■ **Exercise description**:
Restate the whole of the data verbatim, omitting nothing.

(Referring expression data)

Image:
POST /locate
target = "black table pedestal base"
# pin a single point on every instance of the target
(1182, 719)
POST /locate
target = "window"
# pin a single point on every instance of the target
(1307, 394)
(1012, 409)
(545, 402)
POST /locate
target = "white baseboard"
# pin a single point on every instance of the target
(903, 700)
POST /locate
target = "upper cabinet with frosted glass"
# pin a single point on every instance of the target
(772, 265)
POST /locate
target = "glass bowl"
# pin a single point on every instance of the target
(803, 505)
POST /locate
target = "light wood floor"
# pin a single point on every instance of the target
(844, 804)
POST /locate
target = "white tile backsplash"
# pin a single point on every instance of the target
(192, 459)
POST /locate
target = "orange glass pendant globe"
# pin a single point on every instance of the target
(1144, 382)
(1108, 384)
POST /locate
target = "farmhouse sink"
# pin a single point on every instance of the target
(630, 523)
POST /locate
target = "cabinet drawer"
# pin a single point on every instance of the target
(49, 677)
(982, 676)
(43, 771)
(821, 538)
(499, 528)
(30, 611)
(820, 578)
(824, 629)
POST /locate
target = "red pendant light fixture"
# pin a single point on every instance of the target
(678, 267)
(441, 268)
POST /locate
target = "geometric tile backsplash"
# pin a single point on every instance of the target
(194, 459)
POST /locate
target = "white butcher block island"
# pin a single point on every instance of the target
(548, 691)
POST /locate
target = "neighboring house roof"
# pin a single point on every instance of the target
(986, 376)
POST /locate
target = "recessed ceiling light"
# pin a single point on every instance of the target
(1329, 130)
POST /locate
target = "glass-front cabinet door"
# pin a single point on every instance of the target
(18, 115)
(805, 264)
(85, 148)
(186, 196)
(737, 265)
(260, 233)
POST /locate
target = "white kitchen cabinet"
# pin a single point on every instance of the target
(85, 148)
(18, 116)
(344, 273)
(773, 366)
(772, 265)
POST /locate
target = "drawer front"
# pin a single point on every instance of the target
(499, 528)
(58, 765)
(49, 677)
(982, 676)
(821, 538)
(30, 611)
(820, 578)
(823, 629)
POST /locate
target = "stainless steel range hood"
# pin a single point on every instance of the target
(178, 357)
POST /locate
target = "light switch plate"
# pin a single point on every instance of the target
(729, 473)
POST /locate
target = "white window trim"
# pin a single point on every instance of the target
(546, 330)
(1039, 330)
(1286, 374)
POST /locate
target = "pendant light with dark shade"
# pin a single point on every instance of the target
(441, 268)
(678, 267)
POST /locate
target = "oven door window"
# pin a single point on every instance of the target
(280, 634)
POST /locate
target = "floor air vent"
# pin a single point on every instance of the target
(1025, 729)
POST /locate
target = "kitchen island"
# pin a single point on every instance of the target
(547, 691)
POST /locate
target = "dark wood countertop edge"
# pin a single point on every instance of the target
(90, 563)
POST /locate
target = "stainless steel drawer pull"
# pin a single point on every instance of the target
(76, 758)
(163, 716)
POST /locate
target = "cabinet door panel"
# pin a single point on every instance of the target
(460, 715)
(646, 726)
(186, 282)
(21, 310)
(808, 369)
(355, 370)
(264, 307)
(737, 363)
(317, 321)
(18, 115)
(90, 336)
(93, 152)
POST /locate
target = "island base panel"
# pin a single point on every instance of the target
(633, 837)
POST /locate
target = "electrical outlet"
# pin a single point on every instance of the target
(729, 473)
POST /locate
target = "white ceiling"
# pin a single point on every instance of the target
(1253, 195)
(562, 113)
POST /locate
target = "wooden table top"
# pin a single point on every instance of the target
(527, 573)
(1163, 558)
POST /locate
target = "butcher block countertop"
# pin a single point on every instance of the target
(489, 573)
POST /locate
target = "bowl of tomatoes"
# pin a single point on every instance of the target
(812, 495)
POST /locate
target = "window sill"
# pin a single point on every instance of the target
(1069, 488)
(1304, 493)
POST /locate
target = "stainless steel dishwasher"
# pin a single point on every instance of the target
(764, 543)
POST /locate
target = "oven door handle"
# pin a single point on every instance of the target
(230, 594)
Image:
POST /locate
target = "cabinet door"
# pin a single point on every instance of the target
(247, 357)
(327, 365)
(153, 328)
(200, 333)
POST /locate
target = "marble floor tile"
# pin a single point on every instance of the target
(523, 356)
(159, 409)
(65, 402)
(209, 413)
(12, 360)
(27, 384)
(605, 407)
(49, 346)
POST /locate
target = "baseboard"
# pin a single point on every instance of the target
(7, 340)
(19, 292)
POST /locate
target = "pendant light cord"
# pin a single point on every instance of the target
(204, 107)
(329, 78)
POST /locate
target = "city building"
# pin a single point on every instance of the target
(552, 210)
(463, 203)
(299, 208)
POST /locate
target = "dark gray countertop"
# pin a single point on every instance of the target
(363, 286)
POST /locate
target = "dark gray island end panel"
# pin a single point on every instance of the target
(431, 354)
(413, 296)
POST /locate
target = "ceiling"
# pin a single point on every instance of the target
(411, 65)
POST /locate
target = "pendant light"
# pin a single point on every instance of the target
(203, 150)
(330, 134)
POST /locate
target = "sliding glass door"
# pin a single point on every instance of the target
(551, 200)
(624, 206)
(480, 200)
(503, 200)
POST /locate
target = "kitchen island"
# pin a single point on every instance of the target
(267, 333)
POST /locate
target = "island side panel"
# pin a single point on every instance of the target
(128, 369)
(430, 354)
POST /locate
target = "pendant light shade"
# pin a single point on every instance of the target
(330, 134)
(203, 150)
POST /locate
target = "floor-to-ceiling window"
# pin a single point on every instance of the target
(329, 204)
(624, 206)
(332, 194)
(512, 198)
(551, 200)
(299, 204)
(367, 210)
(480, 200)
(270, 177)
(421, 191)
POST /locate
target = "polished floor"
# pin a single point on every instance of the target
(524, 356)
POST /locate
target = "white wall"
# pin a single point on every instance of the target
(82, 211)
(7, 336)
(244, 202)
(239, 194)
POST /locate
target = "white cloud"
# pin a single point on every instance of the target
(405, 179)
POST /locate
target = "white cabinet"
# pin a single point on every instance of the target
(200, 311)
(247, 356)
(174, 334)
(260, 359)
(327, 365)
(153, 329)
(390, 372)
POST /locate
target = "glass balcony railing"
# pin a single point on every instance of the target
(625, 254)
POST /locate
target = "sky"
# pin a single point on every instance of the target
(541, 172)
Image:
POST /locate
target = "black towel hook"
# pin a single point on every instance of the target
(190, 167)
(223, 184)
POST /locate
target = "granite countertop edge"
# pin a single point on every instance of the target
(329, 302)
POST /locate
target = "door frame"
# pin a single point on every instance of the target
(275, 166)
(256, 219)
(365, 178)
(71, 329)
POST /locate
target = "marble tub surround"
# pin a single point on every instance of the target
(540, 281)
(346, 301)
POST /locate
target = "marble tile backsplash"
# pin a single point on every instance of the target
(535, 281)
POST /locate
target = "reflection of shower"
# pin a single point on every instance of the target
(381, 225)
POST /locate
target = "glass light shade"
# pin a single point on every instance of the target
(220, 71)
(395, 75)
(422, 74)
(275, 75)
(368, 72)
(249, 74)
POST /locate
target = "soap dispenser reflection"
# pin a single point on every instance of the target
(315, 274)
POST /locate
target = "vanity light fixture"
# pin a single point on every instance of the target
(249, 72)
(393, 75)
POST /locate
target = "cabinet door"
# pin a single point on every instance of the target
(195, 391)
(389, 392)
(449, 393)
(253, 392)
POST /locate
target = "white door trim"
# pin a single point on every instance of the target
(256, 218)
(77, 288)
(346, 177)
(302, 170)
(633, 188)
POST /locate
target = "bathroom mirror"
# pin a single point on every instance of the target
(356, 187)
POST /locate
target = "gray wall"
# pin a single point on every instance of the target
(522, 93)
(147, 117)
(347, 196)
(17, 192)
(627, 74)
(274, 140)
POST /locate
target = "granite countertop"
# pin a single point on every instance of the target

■ **Finished task**:
Image:
POST /locate
target = "black table pedestal base"
# pin a single point on every instance of the target
(1182, 719)
POST /locate
target = "window"
# pin a single point on every instance of the target
(1307, 394)
(1012, 409)
(545, 402)
POST /locate
target = "white baseboard"
# pin a single point on every instance of the target
(903, 700)
POST /locate
target = "upper cabinet with frosted glass"
# pin a single point on every instance of the target
(772, 265)
POST /locate
target = "glass bowl"
# pin a single point on every instance of the target
(803, 505)
POST /locate
target = "light wood floor"
# pin a single point on every instance of the target
(844, 804)
POST /locate
target = "white tile backsplash"
# pin a single point on every instance of the target
(192, 459)
POST /locate
target = "orange glass pendant globe"
# pin a single point on every instance of the target
(1144, 382)
(1108, 384)
POST /locate
target = "farmhouse sink"
# pin a single point on every instance of the target
(630, 523)
POST /locate
target = "cabinet drawer"
# pin a single point on every instance of the target
(49, 677)
(982, 676)
(43, 771)
(821, 538)
(499, 528)
(30, 611)
(820, 578)
(824, 629)
POST /locate
target = "red pendant light fixture"
# pin a single point on every instance of the target
(678, 267)
(441, 268)
POST /locate
target = "geometric tile backsplash"
# pin a single point on every instance of the target
(194, 459)
POST /locate
target = "white butcher block island"
# pin a single point on every instance of the target
(548, 691)
POST /locate
target = "neighboring house roof"
# pin a single point on every instance of the target
(986, 376)
POST /locate
target = "recessed ceiling light"
# pin a single point on every instance of the target
(1329, 130)
POST /locate
target = "glass-front cabinet door"
# pin a single point on every instance of the target
(18, 115)
(805, 264)
(85, 148)
(186, 196)
(737, 265)
(260, 233)
POST /locate
target = "white kitchen cabinet"
# pin a single point on every instance of the target
(85, 148)
(18, 116)
(344, 273)
(773, 366)
(772, 265)
POST /locate
target = "drawer front"
# pin a single point on every instance of the target
(499, 528)
(58, 765)
(49, 677)
(982, 676)
(821, 538)
(30, 611)
(820, 578)
(823, 629)
POST /locate
target = "stainless steel range hood"
# pin a single point on every instance of the target
(178, 357)
POST /locate
target = "light switch plate"
# pin a single point on every instance of the target
(729, 473)
POST /locate
target = "white window trim"
# pin a single point on every instance of the target
(546, 330)
(1039, 330)
(1286, 374)
POST /locate
target = "pendant light with dark shade"
# pin a single point on every instance of the target
(441, 268)
(678, 267)
POST /locate
target = "oven door window"
# pin a single point on every instance of the target
(280, 634)
POST /locate
target = "floor air vent"
# pin a single point on every instance of the target
(1025, 729)
POST /locate
target = "kitchen island"
# pin a single point on every instance of the target
(547, 691)
POST /locate
target = "dark wood countertop edge"
# pin a single point on every instance of the target
(90, 563)
POST /locate
target = "stainless steel drawer pull"
# pin a single point on every instance of the target
(76, 758)
(163, 716)
POST /locate
target = "cabinet door panel"
# pin a single point on every instance of the target
(460, 715)
(646, 726)
(186, 282)
(21, 310)
(808, 369)
(355, 370)
(264, 307)
(737, 363)
(317, 321)
(18, 115)
(90, 336)
(93, 152)
POST /locate
target = "island base panel"
# pin a single point on every instance of the target
(633, 837)
POST /locate
target = "electrical outlet"
# pin a single point on every instance of the target
(729, 473)
POST /locate
target = "white ceiling"
# pin a single point on every instance of the target
(1253, 195)
(562, 113)
POST /locate
target = "wooden table top"
# pin a single point on every instance of the target
(527, 573)
(1163, 558)
POST /locate
target = "butcher block countertop"
# pin a single point on every instance of the target
(489, 573)
POST /locate
target = "bowl of tomatoes"
# pin a single point on every instance of the target
(812, 495)
POST /locate
target = "window sill"
# pin a single point on every instance of the target
(1069, 488)
(1304, 493)
POST /locate
target = "stainless steel dishwasher"
# pin a single point on every instance of the target
(764, 543)
POST /locate
target = "oven door handle"
# pin a single point on every instance of the target
(230, 594)
Image:
POST /locate
target = "cabinet door"
# pin a single point on every instance of the target
(247, 357)
(327, 365)
(153, 328)
(200, 333)
POST /locate
target = "marble floor tile"
# pin a single point on every instance of the target
(523, 356)
(159, 409)
(65, 402)
(209, 413)
(12, 360)
(27, 384)
(605, 407)
(49, 346)
POST /locate
target = "baseboard"
# pin a single point on every instance of the target
(7, 340)
(19, 292)
POST /locate
target = "pendant light cord"
# pin a single point on every instance of the target
(204, 107)
(329, 78)
POST /locate
target = "city building"
# pin a single point on every instance of the target
(552, 210)
(463, 203)
(299, 208)
POST /locate
target = "dark gray countertop"
# pin a single point on every instance of the target
(363, 286)
POST /locate
target = "dark gray island end panel"
# pin a single point on every instance of the target
(431, 354)
(413, 296)
POST /locate
target = "ceiling"
# pin a single point on every instance of the target
(411, 65)
POST /locate
target = "pendant light"
# pin a single point on every instance of the target
(203, 150)
(330, 134)
POST /locate
target = "sliding glass door"
# pin a single point on every instance of the target
(551, 200)
(624, 206)
(480, 200)
(503, 200)
POST /locate
target = "kitchen island"
# pin a single point on every instance of the target
(267, 333)
POST /locate
target = "island side panel"
# pin a single point on every instance of the target
(128, 369)
(430, 354)
POST /locate
target = "pendant light shade"
# pin a single point on every instance of the target
(330, 134)
(203, 150)
POST /locate
target = "floor-to-ceiling window"
# pin a single point on every instance of the target
(329, 204)
(624, 206)
(332, 194)
(512, 198)
(551, 200)
(299, 204)
(367, 210)
(480, 200)
(270, 177)
(421, 191)
POST /locate
target = "polished floor"
# pin a single point on every instance of the target
(524, 356)
POST /locate
target = "white wall"
# pin a single point on every instance of the target
(82, 211)
(7, 336)
(244, 202)
(239, 194)
POST /locate
target = "white cloud"
# pin a single point on every instance of the target
(405, 179)
POST /locate
target = "white cabinet"
# pin a single point on every instance of the target
(200, 311)
(247, 356)
(174, 334)
(260, 359)
(327, 365)
(153, 329)
(390, 372)
POST /locate
target = "glass balcony railing"
# pin a single point on every instance of the target
(625, 254)
POST /locate
target = "sky"
# pin a single point on every instance of the target
(541, 172)
Image:
POST /locate
target = "black towel hook"
# pin a single point on every instance of the target
(190, 167)
(223, 184)
POST /locate
target = "granite countertop edge"
# pin a single point on every instance of the target
(329, 302)
POST /locate
target = "door frame"
# pin a single point on every instance of the target
(275, 166)
(256, 219)
(365, 178)
(71, 329)
POST /locate
target = "marble tub surround"
# pin a single point on every instance of the target
(540, 281)
(346, 301)
POST /locate
target = "marble tile backsplash"
# pin a single point on every instance of the target
(535, 281)
POST /locate
target = "reflection of shower"
# pin a single point on every instance of the target
(381, 225)
POST /locate
target = "glass light shade"
# pin a single point on every instance of the target
(220, 71)
(395, 75)
(422, 74)
(275, 75)
(368, 72)
(249, 74)
POST /locate
target = "soap dispenser reflection"
# pin a single point on every instance of the target
(315, 274)
POST /locate
target = "vanity light fixture"
# pin a single point on every instance of the target
(249, 72)
(393, 75)
POST /locate
target = "cabinet door"
# pin a single point on every instance of the target
(195, 391)
(389, 392)
(449, 393)
(253, 392)
POST /locate
target = "white door trim"
# pin a single point on every instance of the target
(256, 218)
(77, 288)
(346, 177)
(302, 170)
(633, 188)
POST /locate
target = "bathroom mirror"
# pin a single point on every instance of the target
(356, 187)
POST /locate
target = "gray wall"
# pin a single point on every instance of the target
(522, 93)
(147, 117)
(347, 196)
(17, 192)
(627, 74)
(274, 140)
POST /locate
target = "granite countertop"
# pin a single point on every instance of the target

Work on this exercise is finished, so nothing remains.